Problem requirements:
Copy the entries from the line containing "Detect each church spire in the image above." through the line containing "[0,81,668,614]", renaming "angel statue" to "angel figure" and leaving everything else as it is. Give only those lines.

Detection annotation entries
*-*-*
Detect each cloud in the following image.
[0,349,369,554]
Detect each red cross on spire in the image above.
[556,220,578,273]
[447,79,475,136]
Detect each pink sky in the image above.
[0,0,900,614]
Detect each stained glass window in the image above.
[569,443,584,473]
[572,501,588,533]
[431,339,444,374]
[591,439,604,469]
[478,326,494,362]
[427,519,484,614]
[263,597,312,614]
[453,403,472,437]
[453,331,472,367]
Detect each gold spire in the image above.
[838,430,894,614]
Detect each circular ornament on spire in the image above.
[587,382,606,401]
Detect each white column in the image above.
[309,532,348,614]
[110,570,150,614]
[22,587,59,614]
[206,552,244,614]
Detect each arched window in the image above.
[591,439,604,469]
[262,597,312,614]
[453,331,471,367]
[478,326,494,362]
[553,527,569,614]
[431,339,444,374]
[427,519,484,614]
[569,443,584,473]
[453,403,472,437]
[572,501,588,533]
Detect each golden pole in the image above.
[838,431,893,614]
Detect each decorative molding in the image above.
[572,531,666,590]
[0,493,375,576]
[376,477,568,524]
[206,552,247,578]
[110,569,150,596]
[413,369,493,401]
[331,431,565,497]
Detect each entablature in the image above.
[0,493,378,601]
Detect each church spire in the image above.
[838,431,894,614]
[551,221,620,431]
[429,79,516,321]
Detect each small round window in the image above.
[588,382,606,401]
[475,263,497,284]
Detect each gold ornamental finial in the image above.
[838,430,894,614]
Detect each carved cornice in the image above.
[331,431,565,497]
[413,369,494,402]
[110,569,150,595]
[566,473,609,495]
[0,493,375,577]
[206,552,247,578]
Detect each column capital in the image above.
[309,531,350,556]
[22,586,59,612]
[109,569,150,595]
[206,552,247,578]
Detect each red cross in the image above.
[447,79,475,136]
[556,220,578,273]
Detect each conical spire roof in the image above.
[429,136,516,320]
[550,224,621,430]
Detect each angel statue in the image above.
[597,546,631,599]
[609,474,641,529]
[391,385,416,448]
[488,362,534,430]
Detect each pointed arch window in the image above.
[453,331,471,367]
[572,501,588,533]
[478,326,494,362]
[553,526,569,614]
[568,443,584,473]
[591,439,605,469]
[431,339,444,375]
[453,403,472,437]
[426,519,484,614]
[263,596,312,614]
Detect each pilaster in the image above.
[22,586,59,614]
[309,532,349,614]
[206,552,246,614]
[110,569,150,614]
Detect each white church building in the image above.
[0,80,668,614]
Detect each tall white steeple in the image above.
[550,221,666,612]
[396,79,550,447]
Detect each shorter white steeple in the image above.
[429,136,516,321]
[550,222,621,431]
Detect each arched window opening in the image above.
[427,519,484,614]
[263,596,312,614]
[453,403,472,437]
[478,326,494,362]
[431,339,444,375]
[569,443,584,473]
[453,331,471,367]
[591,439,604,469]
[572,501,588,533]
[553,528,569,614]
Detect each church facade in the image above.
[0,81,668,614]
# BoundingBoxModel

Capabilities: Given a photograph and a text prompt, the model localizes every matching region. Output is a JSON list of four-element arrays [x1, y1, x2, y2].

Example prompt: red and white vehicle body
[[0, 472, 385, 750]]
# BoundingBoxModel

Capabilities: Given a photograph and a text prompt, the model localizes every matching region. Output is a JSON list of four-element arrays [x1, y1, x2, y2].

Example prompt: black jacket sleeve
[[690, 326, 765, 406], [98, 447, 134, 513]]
*-*-*
Exercise solution:
Detect each church spire in the image above.
[838,431,894,614]
[551,221,620,431]
[429,79,516,321]
Detect each small round window in the image above.
[588,382,606,401]
[475,263,497,284]
Detect each gold ornamental finial in the image above.
[838,430,894,614]
Detect each carved cornice in the image above.
[331,431,565,497]
[413,369,494,402]
[110,569,150,595]
[566,473,609,495]
[0,493,375,577]
[206,552,247,578]
Detect each column capital in the image above.
[309,531,350,556]
[22,586,59,612]
[109,569,150,595]
[206,552,247,578]
Detect each red cross in the image above.
[447,79,475,136]
[556,220,578,273]
Detect each conical spire roof in the image above.
[429,136,516,320]
[550,224,621,430]
Detect each angel figure in the image above.
[597,546,631,599]
[609,474,641,529]
[391,385,416,448]
[488,362,534,430]
Detect each pointed arch window in the image above.
[453,331,471,367]
[572,501,588,533]
[478,326,494,362]
[553,526,569,614]
[568,443,584,473]
[591,439,605,469]
[431,339,444,375]
[453,403,472,437]
[426,519,484,614]
[263,596,312,614]
Detect each pilaster in the image above.
[22,586,59,614]
[309,532,349,614]
[206,552,246,614]
[110,569,150,614]
Detect each white church building in the image above.
[0,80,668,614]
Detect each tall white steeple in the image above.
[550,221,666,612]
[396,79,550,447]
Detect each shorter white steeple in the image above.
[429,136,516,321]
[550,222,621,431]
Detect each arched window opening in the image above.
[427,519,484,614]
[263,596,312,614]
[453,403,472,437]
[478,326,494,362]
[431,339,444,375]
[569,443,584,473]
[453,331,471,367]
[591,439,604,469]
[572,501,588,533]
[553,528,569,614]
Detect each church facade in the image above.
[0,81,668,614]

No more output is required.